[Required work]: Please rewrite the entries below as a Markdown table with the columns "Row" and "Line," giving each line its own numbered row and leaving out blank lines.

[Data provided]:

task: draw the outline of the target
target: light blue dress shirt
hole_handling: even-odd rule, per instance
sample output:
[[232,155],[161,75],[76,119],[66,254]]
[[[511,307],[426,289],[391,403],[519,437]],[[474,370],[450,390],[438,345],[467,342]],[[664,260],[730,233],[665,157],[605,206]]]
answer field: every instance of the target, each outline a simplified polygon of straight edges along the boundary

[Solved problem]:
| Row | Line |
|---|---|
| 1 | task: draw the outline of the target |
| 2 | target: light blue dress shirt |
| 3 | hole_handling: even-odd rule, per instance |
| 4 | sample output: |
| 5 | [[232,155],[161,75],[76,119],[66,254]] |
| 6 | [[[511,307],[426,289],[391,403],[519,437]],[[474,370],[450,390],[438,345],[467,342]],[[664,260],[730,233],[665,157],[605,206]]] |
| 7 | answer field: every instance of the target, each outline a simplified polygon of straight edges along the boundary |